Exercise description:
Nothing but the lines from the one that contains "The component shall identify every instance of the pale" through the end of the listing should appear, set down exactly.

— start of Input rows —

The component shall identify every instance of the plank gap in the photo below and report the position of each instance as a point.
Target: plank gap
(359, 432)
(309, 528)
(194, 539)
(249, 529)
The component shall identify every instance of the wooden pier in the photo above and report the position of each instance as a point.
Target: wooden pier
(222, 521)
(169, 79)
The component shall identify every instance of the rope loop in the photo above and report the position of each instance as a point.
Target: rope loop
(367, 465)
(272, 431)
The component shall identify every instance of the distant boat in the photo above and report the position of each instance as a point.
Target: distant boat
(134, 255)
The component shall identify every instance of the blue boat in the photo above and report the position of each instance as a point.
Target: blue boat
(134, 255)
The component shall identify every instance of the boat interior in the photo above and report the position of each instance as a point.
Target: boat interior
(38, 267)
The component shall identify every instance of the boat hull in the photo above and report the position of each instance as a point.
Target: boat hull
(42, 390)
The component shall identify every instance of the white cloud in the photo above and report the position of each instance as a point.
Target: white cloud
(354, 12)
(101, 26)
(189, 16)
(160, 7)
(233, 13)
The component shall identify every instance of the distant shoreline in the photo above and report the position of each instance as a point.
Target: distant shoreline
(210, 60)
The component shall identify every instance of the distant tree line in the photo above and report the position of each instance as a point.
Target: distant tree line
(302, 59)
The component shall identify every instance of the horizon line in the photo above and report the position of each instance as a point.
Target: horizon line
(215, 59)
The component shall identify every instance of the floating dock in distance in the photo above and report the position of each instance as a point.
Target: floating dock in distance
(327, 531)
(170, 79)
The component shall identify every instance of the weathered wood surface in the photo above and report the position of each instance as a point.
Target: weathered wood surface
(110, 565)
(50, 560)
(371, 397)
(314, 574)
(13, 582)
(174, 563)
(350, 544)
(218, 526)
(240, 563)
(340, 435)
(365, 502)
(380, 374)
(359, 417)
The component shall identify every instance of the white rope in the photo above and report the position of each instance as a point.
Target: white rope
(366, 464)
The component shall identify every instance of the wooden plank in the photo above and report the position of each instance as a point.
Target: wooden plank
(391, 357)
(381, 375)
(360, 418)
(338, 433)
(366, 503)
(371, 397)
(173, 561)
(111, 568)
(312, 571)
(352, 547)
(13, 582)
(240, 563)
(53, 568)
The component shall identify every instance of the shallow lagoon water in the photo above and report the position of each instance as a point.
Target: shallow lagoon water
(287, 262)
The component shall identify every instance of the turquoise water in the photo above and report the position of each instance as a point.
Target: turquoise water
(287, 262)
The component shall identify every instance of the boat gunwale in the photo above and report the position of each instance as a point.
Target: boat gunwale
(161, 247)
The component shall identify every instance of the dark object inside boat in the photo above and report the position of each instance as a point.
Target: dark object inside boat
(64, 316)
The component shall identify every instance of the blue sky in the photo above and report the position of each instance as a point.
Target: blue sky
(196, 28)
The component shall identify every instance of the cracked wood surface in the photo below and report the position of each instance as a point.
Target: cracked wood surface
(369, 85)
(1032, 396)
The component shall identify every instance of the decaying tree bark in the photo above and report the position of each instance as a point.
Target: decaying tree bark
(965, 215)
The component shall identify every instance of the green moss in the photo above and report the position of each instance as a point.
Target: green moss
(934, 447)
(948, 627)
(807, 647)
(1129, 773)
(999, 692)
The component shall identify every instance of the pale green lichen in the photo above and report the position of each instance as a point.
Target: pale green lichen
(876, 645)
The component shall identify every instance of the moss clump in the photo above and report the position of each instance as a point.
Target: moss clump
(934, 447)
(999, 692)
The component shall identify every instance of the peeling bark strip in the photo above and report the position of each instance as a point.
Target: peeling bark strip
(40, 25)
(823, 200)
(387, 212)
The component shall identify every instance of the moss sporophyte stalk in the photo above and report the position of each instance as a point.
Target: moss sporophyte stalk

— end of Input rows —

Correct result:
The component shall identify every instance of the pale green lichen in the photo above and report the position of each instance as a point.
Target: pale green lichen
(876, 645)
The component shall identify every instance of the moss clump in the photo above and report the position of each instance as a point.
Target: moss clump
(934, 447)
(999, 692)
The component shall identify every instance of the peeling bark strip in the photo above and report the position of each instance as a point.
Target: peeling bark strip
(40, 25)
(823, 200)
(387, 212)
The component shall identify every instance of the moss sporophyte stalk in the photo above and report the position of each instance as a point.
Target: moss sporophyte stalk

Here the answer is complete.